(Natural-language object grounding data)
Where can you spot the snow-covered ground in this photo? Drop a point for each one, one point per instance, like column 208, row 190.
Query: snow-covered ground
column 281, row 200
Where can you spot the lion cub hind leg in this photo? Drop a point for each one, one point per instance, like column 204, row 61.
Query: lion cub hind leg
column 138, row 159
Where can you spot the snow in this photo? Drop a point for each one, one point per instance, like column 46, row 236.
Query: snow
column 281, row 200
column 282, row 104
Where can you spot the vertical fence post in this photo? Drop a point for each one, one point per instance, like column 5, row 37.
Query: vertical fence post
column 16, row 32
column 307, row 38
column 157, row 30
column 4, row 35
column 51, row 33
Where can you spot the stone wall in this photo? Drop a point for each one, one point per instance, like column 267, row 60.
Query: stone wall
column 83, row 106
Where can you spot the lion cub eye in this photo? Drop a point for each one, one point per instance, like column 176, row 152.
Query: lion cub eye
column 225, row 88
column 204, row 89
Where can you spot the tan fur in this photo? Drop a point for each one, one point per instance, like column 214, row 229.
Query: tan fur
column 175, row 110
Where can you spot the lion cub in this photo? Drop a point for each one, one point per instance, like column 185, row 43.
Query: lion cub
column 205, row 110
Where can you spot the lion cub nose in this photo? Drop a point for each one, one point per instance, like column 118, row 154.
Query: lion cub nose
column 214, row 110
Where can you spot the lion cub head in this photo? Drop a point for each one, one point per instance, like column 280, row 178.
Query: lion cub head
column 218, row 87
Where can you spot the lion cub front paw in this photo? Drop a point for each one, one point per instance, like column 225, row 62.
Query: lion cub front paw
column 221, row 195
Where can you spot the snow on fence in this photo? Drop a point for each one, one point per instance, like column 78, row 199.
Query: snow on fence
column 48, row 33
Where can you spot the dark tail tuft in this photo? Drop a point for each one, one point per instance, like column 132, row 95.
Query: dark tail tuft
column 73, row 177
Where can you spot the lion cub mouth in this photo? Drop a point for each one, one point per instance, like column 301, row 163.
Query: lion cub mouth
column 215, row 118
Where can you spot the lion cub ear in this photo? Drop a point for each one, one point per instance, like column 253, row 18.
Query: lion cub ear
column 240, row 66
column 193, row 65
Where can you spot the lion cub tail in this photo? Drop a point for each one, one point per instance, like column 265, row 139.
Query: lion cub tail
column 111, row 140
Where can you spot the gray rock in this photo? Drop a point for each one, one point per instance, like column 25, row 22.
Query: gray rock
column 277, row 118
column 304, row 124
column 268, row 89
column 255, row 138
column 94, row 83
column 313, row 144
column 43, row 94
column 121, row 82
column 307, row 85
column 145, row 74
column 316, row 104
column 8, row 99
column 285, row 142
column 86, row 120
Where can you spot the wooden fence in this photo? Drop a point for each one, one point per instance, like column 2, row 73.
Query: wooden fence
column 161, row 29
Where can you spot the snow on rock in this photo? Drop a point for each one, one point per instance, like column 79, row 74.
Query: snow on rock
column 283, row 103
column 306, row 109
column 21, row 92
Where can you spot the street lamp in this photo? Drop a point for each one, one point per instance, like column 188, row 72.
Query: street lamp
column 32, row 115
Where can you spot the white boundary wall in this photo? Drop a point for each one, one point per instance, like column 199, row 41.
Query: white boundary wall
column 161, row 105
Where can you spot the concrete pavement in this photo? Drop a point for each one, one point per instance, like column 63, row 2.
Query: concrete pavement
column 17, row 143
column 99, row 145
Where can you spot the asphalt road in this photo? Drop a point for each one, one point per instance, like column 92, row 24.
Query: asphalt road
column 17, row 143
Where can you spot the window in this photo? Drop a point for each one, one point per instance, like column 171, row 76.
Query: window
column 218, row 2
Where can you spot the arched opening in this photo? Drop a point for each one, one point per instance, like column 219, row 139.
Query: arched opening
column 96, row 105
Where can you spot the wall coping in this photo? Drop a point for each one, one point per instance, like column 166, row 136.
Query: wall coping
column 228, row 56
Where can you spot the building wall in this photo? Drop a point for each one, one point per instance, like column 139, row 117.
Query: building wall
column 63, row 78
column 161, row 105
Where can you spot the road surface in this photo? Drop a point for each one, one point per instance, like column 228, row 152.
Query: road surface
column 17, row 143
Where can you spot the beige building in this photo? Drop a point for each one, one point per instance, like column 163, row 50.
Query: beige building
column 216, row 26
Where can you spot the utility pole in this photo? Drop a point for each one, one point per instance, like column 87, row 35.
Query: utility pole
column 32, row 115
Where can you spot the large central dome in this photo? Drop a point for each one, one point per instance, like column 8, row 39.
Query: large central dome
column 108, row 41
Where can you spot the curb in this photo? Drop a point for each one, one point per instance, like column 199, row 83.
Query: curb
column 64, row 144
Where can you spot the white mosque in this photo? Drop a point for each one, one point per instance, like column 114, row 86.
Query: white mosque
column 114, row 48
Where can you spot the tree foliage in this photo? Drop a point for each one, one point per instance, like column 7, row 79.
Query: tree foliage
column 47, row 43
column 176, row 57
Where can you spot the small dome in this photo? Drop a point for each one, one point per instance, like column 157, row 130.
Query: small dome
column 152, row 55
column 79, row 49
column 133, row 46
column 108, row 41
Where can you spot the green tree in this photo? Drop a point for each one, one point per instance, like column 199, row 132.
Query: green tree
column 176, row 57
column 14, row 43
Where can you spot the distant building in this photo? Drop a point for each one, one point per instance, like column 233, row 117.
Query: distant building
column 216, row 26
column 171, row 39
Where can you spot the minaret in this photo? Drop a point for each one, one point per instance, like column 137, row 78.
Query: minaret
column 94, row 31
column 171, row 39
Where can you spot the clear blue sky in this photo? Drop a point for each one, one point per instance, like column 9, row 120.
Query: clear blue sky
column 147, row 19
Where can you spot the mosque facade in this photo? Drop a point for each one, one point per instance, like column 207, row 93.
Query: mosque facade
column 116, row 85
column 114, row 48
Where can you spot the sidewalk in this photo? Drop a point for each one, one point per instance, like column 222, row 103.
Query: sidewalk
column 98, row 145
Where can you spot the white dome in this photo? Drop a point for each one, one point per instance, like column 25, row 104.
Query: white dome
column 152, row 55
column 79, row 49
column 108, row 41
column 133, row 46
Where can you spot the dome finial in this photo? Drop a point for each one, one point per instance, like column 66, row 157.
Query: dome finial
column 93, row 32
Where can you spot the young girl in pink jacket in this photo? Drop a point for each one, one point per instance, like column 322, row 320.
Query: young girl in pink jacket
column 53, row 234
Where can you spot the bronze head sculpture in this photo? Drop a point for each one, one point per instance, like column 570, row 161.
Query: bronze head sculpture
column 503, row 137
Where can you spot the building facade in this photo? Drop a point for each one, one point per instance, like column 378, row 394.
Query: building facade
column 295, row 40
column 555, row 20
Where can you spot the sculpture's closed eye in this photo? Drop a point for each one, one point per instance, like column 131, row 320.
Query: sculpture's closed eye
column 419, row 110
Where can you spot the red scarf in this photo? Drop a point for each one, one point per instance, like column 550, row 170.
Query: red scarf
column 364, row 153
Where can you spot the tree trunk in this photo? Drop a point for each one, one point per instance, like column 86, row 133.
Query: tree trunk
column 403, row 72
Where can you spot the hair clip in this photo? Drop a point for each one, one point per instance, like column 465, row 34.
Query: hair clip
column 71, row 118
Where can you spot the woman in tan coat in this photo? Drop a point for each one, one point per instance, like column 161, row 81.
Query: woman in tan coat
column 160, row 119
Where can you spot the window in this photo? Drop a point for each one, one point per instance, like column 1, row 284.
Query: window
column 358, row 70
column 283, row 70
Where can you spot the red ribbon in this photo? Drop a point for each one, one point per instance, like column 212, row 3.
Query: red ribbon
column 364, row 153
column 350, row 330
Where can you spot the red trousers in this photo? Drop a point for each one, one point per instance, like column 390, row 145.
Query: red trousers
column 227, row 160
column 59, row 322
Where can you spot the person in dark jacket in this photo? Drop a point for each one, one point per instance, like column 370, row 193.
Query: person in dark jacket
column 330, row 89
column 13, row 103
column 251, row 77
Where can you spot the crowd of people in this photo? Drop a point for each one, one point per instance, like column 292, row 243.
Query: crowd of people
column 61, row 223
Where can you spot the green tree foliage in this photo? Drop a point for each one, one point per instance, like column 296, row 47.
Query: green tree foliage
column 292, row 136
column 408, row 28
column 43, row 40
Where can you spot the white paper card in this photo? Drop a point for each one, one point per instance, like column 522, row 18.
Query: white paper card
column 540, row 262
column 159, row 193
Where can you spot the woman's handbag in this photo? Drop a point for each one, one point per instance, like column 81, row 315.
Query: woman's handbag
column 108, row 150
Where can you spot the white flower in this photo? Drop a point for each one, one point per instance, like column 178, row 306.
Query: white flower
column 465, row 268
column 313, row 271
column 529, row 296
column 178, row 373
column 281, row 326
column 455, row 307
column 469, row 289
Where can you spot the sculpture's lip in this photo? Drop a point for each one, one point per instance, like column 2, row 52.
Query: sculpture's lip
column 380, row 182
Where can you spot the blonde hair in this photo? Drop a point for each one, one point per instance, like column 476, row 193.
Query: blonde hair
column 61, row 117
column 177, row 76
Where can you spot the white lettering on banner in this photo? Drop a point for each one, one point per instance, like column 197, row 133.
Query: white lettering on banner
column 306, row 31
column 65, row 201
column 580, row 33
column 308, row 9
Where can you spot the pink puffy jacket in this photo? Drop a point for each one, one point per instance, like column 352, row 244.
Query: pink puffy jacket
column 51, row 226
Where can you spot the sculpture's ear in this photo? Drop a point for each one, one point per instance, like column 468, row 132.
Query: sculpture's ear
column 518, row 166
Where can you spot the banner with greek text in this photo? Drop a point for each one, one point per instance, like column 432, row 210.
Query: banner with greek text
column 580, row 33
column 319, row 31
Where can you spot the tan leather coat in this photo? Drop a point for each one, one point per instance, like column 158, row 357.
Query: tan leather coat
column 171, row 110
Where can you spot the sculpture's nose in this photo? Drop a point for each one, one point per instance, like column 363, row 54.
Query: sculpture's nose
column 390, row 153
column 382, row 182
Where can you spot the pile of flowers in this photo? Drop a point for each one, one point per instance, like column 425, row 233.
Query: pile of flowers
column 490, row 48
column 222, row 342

**To do**:
All lines above from the one with "Where can you spot the red scarf" to the one with "Where can you spot the tree trunk", inclusive, should be copied exactly, and no other lines.

**Result of the task**:
Where can you spot the red scarf in this photo? Drop a point for each one, one point per instance, like column 550, row 170.
Query: red scarf
column 364, row 153
Where can you spot the tree trunk in this photo? Drop a point for each one, one point per instance, like column 86, row 133.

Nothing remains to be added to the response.